## Problem statement
Edit every row below so that "queried entity" becomes "requested object", keeping the rest of each line unchanged. Leave the pictures out of your answer.
--- START OF Records for the exercise ---
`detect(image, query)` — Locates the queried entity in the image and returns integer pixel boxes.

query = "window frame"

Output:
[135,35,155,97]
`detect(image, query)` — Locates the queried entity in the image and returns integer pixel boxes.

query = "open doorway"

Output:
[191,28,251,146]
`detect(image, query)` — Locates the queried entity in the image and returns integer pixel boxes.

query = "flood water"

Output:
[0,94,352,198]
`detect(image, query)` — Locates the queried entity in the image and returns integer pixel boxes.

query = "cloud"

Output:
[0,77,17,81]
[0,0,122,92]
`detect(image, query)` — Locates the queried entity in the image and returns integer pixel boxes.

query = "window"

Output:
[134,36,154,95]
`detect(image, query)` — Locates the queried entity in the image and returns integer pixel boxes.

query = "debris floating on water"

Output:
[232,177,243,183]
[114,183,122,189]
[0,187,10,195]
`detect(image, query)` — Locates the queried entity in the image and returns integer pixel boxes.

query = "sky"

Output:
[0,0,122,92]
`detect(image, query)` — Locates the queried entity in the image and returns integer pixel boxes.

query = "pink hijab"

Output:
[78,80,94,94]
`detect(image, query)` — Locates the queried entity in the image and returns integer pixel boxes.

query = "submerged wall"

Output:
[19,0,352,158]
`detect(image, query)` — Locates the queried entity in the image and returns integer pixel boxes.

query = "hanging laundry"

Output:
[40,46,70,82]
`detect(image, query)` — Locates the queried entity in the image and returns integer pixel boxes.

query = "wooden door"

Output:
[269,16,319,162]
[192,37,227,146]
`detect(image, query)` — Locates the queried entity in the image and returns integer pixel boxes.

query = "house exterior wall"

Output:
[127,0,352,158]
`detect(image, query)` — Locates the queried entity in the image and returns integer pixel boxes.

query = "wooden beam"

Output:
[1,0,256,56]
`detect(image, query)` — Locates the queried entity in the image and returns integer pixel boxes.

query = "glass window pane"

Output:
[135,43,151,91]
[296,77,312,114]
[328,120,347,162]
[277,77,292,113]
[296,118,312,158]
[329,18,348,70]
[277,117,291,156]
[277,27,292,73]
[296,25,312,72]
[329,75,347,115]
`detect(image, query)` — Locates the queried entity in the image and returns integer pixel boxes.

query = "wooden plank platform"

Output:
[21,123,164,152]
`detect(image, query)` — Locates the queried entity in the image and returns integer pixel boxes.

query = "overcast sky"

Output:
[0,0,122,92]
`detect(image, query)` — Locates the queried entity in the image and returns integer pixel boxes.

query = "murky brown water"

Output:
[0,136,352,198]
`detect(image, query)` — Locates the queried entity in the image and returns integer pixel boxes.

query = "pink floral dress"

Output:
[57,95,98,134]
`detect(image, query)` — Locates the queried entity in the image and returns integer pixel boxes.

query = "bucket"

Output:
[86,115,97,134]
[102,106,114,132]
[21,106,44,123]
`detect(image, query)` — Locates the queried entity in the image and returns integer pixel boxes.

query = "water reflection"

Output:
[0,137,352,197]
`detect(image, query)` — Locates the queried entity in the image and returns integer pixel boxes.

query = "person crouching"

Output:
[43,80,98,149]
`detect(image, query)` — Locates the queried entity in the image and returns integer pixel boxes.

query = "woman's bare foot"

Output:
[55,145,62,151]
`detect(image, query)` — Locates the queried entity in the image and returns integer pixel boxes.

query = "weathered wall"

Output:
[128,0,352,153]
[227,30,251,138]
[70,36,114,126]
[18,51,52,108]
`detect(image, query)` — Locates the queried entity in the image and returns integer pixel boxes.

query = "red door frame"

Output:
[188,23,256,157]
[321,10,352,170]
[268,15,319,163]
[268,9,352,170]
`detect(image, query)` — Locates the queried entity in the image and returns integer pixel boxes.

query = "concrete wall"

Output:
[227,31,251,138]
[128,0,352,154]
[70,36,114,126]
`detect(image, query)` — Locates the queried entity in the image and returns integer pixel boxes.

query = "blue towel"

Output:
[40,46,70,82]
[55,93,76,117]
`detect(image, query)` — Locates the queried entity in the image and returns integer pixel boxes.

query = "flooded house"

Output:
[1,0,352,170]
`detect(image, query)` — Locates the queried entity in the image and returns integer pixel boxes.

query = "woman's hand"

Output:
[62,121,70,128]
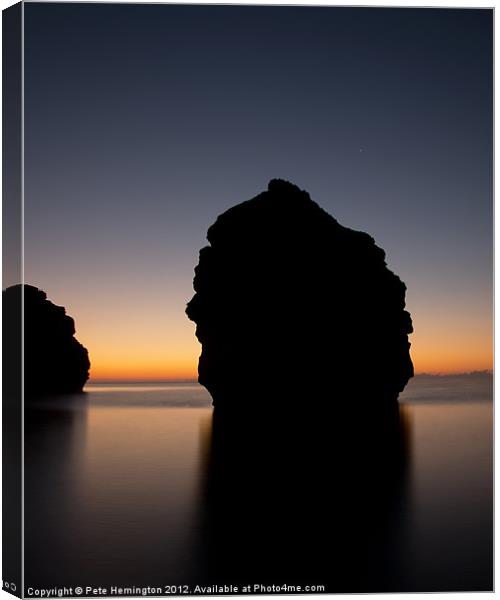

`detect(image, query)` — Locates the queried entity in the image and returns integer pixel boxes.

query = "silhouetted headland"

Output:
[3,285,90,398]
[186,179,413,413]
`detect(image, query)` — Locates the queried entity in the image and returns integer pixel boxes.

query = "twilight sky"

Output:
[18,3,493,379]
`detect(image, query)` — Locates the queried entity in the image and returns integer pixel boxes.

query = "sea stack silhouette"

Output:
[3,285,90,398]
[186,179,413,413]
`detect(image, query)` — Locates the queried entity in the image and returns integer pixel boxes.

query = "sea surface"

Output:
[25,374,493,592]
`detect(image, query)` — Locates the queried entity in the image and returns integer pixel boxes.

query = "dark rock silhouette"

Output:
[200,404,414,593]
[186,179,413,413]
[3,285,90,398]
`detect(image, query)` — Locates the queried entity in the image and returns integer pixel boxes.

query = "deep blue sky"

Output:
[21,3,493,376]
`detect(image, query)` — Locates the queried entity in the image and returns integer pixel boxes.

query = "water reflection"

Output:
[25,382,492,592]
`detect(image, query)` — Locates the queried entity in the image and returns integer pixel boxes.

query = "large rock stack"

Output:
[186,180,413,410]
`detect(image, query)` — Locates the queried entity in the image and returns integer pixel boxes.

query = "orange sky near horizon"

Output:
[23,264,493,381]
[71,292,493,381]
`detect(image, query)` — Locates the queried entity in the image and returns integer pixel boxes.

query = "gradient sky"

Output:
[14,3,493,379]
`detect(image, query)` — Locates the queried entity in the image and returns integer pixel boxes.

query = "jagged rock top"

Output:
[3,285,90,398]
[186,179,413,406]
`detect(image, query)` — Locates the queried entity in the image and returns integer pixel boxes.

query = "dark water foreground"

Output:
[25,376,493,594]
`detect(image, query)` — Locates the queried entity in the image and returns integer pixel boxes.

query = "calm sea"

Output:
[25,374,493,591]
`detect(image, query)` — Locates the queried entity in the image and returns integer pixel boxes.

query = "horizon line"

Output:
[85,369,494,387]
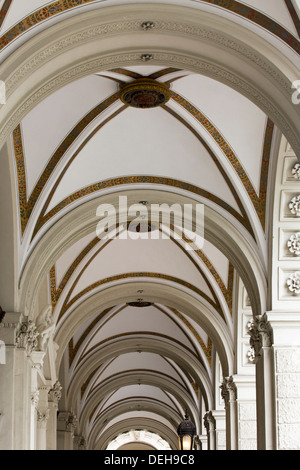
--- END OF Records for the exercise ---
## Answer
`detect(image, query)` — Locates the requested object in the image and returns integer pixel boxes.

query = "window frame"

Output:
[135,35,155,97]
`detect(image, query)` — Locates the requested object in the image and returns integer pixel boxes.

query = "open doorway"

Output:
[191,28,251,146]
`detect(image, query)` — Locates the requested object in the image and returns integer pixel boxes.

query = "flood water"

Output:
[0,94,352,198]
`detect(image, query)` — Locates the requested object in the image and returns integer pixel boxes.

query = "cloud"

Output:
[0,77,17,81]
[0,0,122,92]
`detect(image, query)` — Locates the requested object in the image and returns integer pixel boxes.

query = "window"

Output:
[134,36,154,95]
`detect(image, query)` — Locates the requested object in the image and returns integer pixel boxes.

query = "debris floating on water"

Output:
[232,177,243,183]
[114,183,122,189]
[0,187,10,195]
`detect(image, query)` — Locates the requested object in the image and returns integer pixel boxes.

query = "sky"

Output:
[0,0,122,92]
`detect(image, query)` — Locates the requested object in the image and returns integer pixel boxes.

query = "pink hijab"

Output:
[78,80,94,94]
`detect(image, query)` — Locates the requested object in the image and returns integer pixel boxes.

query = "submerged wall"

Output:
[19,0,352,158]
`detect(image, query)` — Locates the requested object in the image and returns integer pixel boxes.

query = "hanging laundry"

Output:
[40,46,70,82]
`detect(image, query)` — Locates the requested object in the image and returns integer pixel boxes.

query = "wooden door"

Output:
[269,16,319,162]
[192,37,227,146]
`detect(image, query)` — Locates the requested object in the image and returns integer pixel boxes.

query = "house exterior wall"

Output:
[127,0,352,158]
`detect(image, query)` — Locates the requested object in the image and returns integer pixel boxes.

query = "wooden beam"

Output:
[1,0,256,56]
`detect(image, query)` — Locates the requested object in the image and returns integer pixel boxes.

query = "glass window pane"

Output:
[135,43,151,91]
[296,77,312,114]
[328,120,347,162]
[277,77,292,113]
[296,118,312,158]
[329,18,348,70]
[277,117,291,156]
[277,27,292,73]
[296,25,312,72]
[329,75,347,115]
`detect(image, query)` — Locates the requested object in the image and returns integer pixel boxes.

query = "wooden plank platform"

Output:
[21,123,164,152]
`detect(image, query)` — Locates the requested object in the image and returns integer pixel boxes.

query = "overcast sky"

Output:
[0,0,122,92]
`detect(image, query)` — Locates the requested object in the image and returns integer pixel boxes.

query = "murky brown water"

Output:
[0,136,352,198]
`detect(image, query)` — Locates the requested object in the image and returns integer pixel boxes.

query = "pink floral dress"

Output:
[57,95,98,134]
`detect(image, query)` — Locates the requested object in the image and returns integer pixel boxes.

query = "bucket"

Output:
[86,115,97,134]
[102,106,114,132]
[21,106,44,123]
`detect(image, query)` — Locates the requested object in the image and returns integer pixel boxes.

query = "water reflection"

Output:
[0,137,352,197]
`detect(image, query)` — Locates the requested object in the image and returns integer pixel boxes.

query = "person crouching"

Output:
[43,80,98,149]
`detect(image, query)` — Locates the requested object in the image and returns integer pixel boxes.

query = "woman's bare foot"

Output:
[55,145,62,151]
`detect(image, query)` — Locates the requested object in the image and returns integer pixel boxes.

query = "weathered wall"

Output:
[128,0,352,153]
[227,30,251,138]
[70,36,114,126]
[18,51,52,108]
`detect(image, query)` — Locates the requested object in the image and returns integer pixel boxes.

query = "red door frame"

Output:
[188,23,256,157]
[321,10,352,170]
[268,15,319,163]
[268,9,352,170]
`detect(image, query)` — Locates the requested object in the image and returns integer pixel boxes.

query = "concrete wall"

Output:
[227,31,251,138]
[128,0,352,154]
[70,36,114,126]
`detect(image, query)` — Locates the requested object in the image and returns integer pixel boxes.

query = "blue towel"

Output:
[40,46,70,82]
[55,93,76,117]
`detect(image, query)` — Locates the requested object in the image and returns integer pixel boxes.

query = "flooded house"

Output:
[1,0,352,170]
`detect(image, query)` — Locates the requested object in the image and returns integer pixel boxes.

query = "woman's hand"

Output:
[62,121,70,128]

`detect(image, query)` — Locates the requested object in the image and returns integer pixel boxes.

query = "silhouetted headland"

Output:
[3,285,90,398]
[186,179,413,413]
`detect(image, query)` — Locates the requested object in the image and returns integer pixel boxes.

query = "twilight sky"

Output:
[18,3,493,379]
`detect(image, query)` — Locates the requested object in the image and returns integer pixel boxes.

query = "sea stack silhouette"

Output:
[3,285,90,398]
[186,179,413,413]
`detect(image, query)` — Locates the requested object in the image and returns integer pixel boxes.

query = "sea surface"

Output:
[25,374,493,592]
`detect(image, query)` — Locates the requested object in the image and returns integer pixel boxes.

query = "dark rock silhouette"

Output:
[200,404,414,593]
[186,179,413,413]
[3,285,90,398]
`detect(image, query)` — Locates the requested object in the image and returns integer pixel boxes.

query = "deep blue sky"

Output:
[21,3,493,376]
`detect(image, query)` — Locates the requested object in the image and returns integer pixel boxes.

query = "water reflection"

Output:
[25,382,492,592]
`detect(image, query)` — Locates the requested object in the image and returns integer pixel boxes.

query = "large rock stack"

Output:
[186,180,413,410]
`detect(image, query)` — Locates the requested object in the image and returns integer pixel boxes.

query = "orange sky near horizon"

Output:
[23,264,493,381]
[71,292,493,381]
`detect(image, query)` — Locates the requested object in the image and returns integer pixel boxes.

query = "gradient sky"

Output:
[14,3,493,379]
`detect(image, query)` — Locates the requested object in the image and returns integer pixel boxes.

query = "jagged rock top"

Output:
[3,285,90,398]
[186,179,413,406]
`detect(image, query)` — Locates the requested object in the image and returns integer pixel boxes.

query = "dark water foreground"

Output:
[25,376,493,594]
`detect(image, query)` — Locates the requested object in the image and returns integer pixel boxes.

query = "calm sea"

Output:
[25,374,493,591]
`detect(image, query)` — Locates the requested object in the image and returns integer pixel boxes.

query = "horizon line"

Output:
[85,369,494,387]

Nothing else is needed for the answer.